Stated exercise ▸ Repeat every line exactly, keeping the pictures out of the copy.

Extracted information ▸

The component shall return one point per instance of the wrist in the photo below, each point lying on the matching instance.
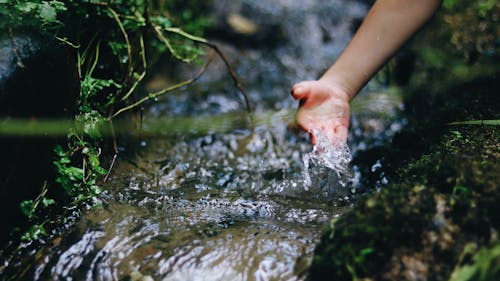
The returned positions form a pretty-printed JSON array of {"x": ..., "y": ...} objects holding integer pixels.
[{"x": 338, "y": 86}]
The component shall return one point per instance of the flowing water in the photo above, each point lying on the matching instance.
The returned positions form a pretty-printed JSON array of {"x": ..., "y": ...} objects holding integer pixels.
[{"x": 232, "y": 202}]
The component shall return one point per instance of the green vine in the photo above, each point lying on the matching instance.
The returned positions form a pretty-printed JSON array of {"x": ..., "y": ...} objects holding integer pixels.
[{"x": 112, "y": 63}]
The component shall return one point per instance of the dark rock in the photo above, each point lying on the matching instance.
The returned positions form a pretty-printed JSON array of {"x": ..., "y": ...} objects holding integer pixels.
[
  {"x": 248, "y": 24},
  {"x": 38, "y": 79}
]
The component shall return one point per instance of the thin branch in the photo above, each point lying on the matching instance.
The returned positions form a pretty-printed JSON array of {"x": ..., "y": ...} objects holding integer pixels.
[
  {"x": 219, "y": 52},
  {"x": 143, "y": 74},
  {"x": 127, "y": 42},
  {"x": 15, "y": 49},
  {"x": 166, "y": 90},
  {"x": 115, "y": 148}
]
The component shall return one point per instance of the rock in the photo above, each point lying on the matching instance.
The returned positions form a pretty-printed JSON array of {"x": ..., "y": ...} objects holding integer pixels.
[
  {"x": 248, "y": 24},
  {"x": 38, "y": 79}
]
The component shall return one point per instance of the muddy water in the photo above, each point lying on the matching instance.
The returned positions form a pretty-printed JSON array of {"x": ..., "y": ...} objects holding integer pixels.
[{"x": 231, "y": 202}]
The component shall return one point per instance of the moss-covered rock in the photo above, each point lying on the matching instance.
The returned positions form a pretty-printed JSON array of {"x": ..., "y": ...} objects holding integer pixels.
[{"x": 438, "y": 219}]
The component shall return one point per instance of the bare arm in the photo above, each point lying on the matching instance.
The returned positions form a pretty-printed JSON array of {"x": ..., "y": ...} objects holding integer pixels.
[
  {"x": 388, "y": 25},
  {"x": 325, "y": 103}
]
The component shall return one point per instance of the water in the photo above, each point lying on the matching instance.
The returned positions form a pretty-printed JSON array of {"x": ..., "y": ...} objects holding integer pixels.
[{"x": 228, "y": 201}]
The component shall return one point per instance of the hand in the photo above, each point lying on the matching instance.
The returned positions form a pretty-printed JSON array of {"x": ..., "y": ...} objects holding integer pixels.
[{"x": 323, "y": 110}]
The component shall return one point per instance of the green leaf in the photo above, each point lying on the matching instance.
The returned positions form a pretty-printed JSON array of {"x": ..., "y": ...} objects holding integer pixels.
[
  {"x": 161, "y": 21},
  {"x": 48, "y": 13},
  {"x": 27, "y": 207},
  {"x": 47, "y": 202}
]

The output ▸
The component shall return one point per instance of the wrist in the photo below, each point lying on the matching instance.
The returned positions form a pretty-printed JSON array of {"x": ..., "y": ...} objects holding integer pixels.
[{"x": 338, "y": 86}]
The component shall return one point per instance of the flowing water in the photo above, each point lying on the matching instance.
The returned positions form a pretty-printed JSON array of {"x": ..., "y": ...} objects holding integer pixels.
[{"x": 232, "y": 202}]
The component shall return one point per instance of the green vine in the photo above, each point lying on the matching instance.
The returned positions form a pretty-printed JSON array of {"x": ..., "y": ...} objects holding integer pixels.
[{"x": 112, "y": 63}]
The component shall return one point per instance of the dark rock in the photo above, each point lying on the matching instance.
The returned positions form a pretty-printed JSON array of {"x": ..., "y": ...} objects holding integer pixels.
[
  {"x": 248, "y": 24},
  {"x": 38, "y": 79}
]
The component shall return one point per instance of the thin branch in the photo above, each point lying on the matching instance.
The returned positions form a pretty-printed JSON array of {"x": ..., "y": ...} objects holding integer pixels.
[
  {"x": 219, "y": 52},
  {"x": 143, "y": 74},
  {"x": 127, "y": 42},
  {"x": 15, "y": 49},
  {"x": 166, "y": 90},
  {"x": 115, "y": 148}
]
The component shall return one point per instance of the rock in the photo above, each point lying on the matching instance.
The returned positions form a pretty-printed JSON array of {"x": ..., "y": ...} objects holding integer pixels.
[
  {"x": 248, "y": 24},
  {"x": 38, "y": 79}
]
The component shall return one point per instance of the muddy water in the photo above, each point lying on the matching instance.
The returned positions form a pretty-printed JSON array of {"x": ..., "y": ...} objects holding integer pixels.
[{"x": 231, "y": 202}]
The component shall return one point per instance of the moss-covered rock in the photo above, each point lying on the matching instance.
The returned positions form a pretty-printed JSON array of {"x": ..., "y": ...} objects holding integer pixels.
[{"x": 438, "y": 219}]
The component shall return one point per instance of the bare arm in the photo above, each point lying on the matching instance.
The returned positions form a pretty-printed JSON array of {"x": ..., "y": ...} objects holding integer pixels.
[
  {"x": 388, "y": 25},
  {"x": 325, "y": 103}
]
The component shall return one point per instance of the water in the photo above, each point lying on the matching instance.
The returned positions form a pretty-printed JSON array of {"x": ..., "y": ...} objects holding integer pixels.
[{"x": 228, "y": 201}]
The component shall return one point per instance of the hand in the photo above, each point lying on the matching instance.
The returned positions form a pretty-printed JSON array of {"x": ..., "y": ...} objects holding integer pixels.
[{"x": 323, "y": 110}]
The component shall return one point per instance of the green leaf in the photo above, each point lying on the matching instance.
The returned positions form a pretty-printed JSON array of {"x": ..., "y": ...} objects holding integer pixels.
[
  {"x": 161, "y": 21},
  {"x": 48, "y": 13},
  {"x": 27, "y": 207},
  {"x": 47, "y": 202}
]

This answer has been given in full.